# ЗАДАЧА
Перепишите листинг целиком, заменив «--svg-fill-rule» на «--fill-rule» и ничего больше не меняя. Строки с изображениями в ответ не включайте.

# СТРОКИ НАБОРА ДАННЫХ

_ _ _ _ _ _ _

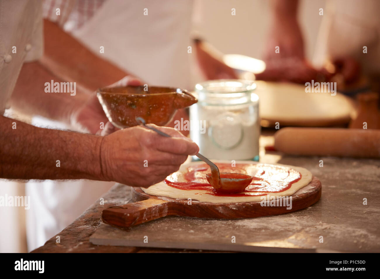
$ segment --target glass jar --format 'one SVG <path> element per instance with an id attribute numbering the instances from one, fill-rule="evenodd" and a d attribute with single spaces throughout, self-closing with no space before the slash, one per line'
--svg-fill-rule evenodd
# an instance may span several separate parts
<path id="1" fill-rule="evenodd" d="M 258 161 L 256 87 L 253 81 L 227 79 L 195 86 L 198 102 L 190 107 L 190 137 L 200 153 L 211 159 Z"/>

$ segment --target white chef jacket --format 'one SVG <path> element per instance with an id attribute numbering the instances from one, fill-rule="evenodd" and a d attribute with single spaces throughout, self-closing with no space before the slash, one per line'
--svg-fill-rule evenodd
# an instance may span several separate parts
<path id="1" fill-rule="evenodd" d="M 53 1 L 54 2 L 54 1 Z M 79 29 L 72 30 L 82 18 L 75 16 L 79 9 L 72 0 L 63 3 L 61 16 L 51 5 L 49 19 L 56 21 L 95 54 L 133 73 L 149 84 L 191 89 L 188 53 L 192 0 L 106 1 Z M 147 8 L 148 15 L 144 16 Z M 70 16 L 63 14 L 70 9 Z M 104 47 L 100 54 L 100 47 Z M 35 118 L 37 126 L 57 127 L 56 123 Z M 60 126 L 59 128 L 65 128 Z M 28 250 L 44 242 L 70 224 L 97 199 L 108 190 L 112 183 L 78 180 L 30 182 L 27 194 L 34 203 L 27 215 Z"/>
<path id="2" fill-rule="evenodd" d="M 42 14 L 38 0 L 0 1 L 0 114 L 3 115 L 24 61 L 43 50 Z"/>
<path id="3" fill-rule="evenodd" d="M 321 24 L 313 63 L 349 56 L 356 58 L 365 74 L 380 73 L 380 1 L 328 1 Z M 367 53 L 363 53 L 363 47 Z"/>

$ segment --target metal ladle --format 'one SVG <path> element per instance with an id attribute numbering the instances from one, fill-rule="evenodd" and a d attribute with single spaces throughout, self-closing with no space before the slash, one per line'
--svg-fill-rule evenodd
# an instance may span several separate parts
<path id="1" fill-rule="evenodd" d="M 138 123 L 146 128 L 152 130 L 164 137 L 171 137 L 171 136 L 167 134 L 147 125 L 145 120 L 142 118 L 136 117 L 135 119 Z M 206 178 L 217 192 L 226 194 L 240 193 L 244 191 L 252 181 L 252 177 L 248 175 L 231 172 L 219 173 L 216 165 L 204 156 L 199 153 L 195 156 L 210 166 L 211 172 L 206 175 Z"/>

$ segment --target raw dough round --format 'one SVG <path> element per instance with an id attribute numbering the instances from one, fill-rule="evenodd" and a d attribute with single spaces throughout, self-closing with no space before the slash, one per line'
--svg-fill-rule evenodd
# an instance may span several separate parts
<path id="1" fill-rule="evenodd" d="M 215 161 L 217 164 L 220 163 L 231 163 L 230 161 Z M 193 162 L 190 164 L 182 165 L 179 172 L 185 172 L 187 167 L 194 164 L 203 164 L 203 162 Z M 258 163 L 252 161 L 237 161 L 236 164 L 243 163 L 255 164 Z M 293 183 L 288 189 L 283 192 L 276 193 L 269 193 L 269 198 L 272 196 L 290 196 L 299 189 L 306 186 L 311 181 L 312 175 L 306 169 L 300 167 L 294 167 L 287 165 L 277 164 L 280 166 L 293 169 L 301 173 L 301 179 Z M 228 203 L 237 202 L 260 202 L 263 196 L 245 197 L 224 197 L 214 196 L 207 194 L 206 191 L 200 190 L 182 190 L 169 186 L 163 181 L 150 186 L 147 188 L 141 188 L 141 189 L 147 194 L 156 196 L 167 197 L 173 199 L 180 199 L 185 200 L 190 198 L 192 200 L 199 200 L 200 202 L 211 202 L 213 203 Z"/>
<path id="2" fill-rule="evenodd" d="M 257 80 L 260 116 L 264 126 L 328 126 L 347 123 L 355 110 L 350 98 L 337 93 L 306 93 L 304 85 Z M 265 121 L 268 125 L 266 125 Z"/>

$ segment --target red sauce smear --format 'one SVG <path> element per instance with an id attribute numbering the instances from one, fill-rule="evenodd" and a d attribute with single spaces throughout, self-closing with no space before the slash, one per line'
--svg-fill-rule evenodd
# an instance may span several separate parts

_ _ _ _ _ _ _

# ОТВЕТ
$ segment --target glass jar --format 'one SVG <path> element per instance with an id attribute numbering the instances from one, fill-rule="evenodd" and a d attribute with single spaces throughout, self-closing with no space before the slash, one per line'
--fill-rule evenodd
# an instance may span several separate parts
<path id="1" fill-rule="evenodd" d="M 258 161 L 256 87 L 253 81 L 227 79 L 195 86 L 198 102 L 190 107 L 190 137 L 200 153 L 211 159 Z"/>

$ segment --target white chef jacket --format 'one SVG <path> element per instance with an id attribute numbering the instances from one, fill-rule="evenodd" and a d attribute with single spaces throughout, self-closing with no space before the slash, one per line'
--fill-rule evenodd
# an instance may span several separate parts
<path id="1" fill-rule="evenodd" d="M 53 1 L 54 2 L 54 1 Z M 79 29 L 72 30 L 82 18 L 75 16 L 79 9 L 72 0 L 63 3 L 61 16 L 51 5 L 49 19 L 56 21 L 95 54 L 133 73 L 149 84 L 191 89 L 188 53 L 192 0 L 106 1 Z M 147 8 L 148 15 L 144 16 Z M 70 16 L 63 14 L 70 9 Z M 104 47 L 100 54 L 100 47 Z M 35 118 L 37 126 L 57 127 L 56 123 Z M 60 126 L 59 128 L 65 128 Z M 28 250 L 44 242 L 70 224 L 97 199 L 108 190 L 112 183 L 78 180 L 30 182 L 27 194 L 34 203 L 27 215 Z"/>
<path id="2" fill-rule="evenodd" d="M 42 14 L 38 0 L 0 1 L 0 114 L 3 115 L 24 61 L 43 50 Z"/>
<path id="3" fill-rule="evenodd" d="M 321 24 L 313 63 L 349 56 L 356 58 L 365 74 L 380 73 L 380 1 L 328 1 Z M 367 53 L 363 53 L 363 47 Z"/>

$ segment --target metal ladle --format 'one SVG <path> element per instance with an id attribute numbering the instances from one, fill-rule="evenodd" and a d attribute with single spaces throughout, self-closing with no space before the slash, one per line'
--fill-rule evenodd
# an instance may span several separate parts
<path id="1" fill-rule="evenodd" d="M 138 123 L 146 128 L 152 130 L 164 137 L 171 137 L 171 136 L 167 134 L 147 125 L 145 120 L 142 118 L 136 117 L 135 119 Z M 206 178 L 217 192 L 226 194 L 240 193 L 244 191 L 252 181 L 252 177 L 248 175 L 231 172 L 219 173 L 216 165 L 204 156 L 199 153 L 195 156 L 210 166 L 211 172 L 206 175 Z"/>

$ segment --target raw dough round --format 'one SVG <path> element per instance with an id attribute numbering the instances from one, fill-rule="evenodd" and a d attribute with single spaces throughout, self-closing with no space before the slash, one per line'
--fill-rule evenodd
# an instance may span several separate parts
<path id="1" fill-rule="evenodd" d="M 215 161 L 217 164 L 220 163 L 231 163 L 230 161 Z M 193 162 L 190 164 L 182 165 L 179 172 L 185 172 L 187 167 L 194 164 L 203 164 L 203 162 Z M 258 163 L 252 161 L 237 161 L 236 164 L 243 163 L 255 164 Z M 293 183 L 288 189 L 283 192 L 276 193 L 269 193 L 269 198 L 272 196 L 290 196 L 299 189 L 306 186 L 311 181 L 312 175 L 306 169 L 300 167 L 294 167 L 287 165 L 277 164 L 280 166 L 293 169 L 301 173 L 301 179 Z M 228 203 L 237 202 L 260 202 L 263 196 L 245 197 L 224 197 L 214 196 L 207 194 L 206 191 L 200 190 L 182 190 L 169 186 L 163 181 L 150 186 L 147 188 L 141 188 L 141 189 L 147 194 L 156 196 L 167 197 L 173 199 L 180 199 L 185 200 L 190 198 L 192 200 L 199 200 L 200 202 L 211 202 L 213 203 Z"/>
<path id="2" fill-rule="evenodd" d="M 257 80 L 260 116 L 264 126 L 328 126 L 347 123 L 355 110 L 350 98 L 337 93 L 306 93 L 304 85 Z M 265 121 L 268 125 L 266 125 Z"/>

$ segment --target red sauce smear --format 'one SVG <path> element per instance with an id attribute numbering the instances from one, fill-rule="evenodd" and a d attribute with single spaces throughout, self-closing with no space before the slash, one per line'
--fill-rule evenodd
# an instance may span several separate parts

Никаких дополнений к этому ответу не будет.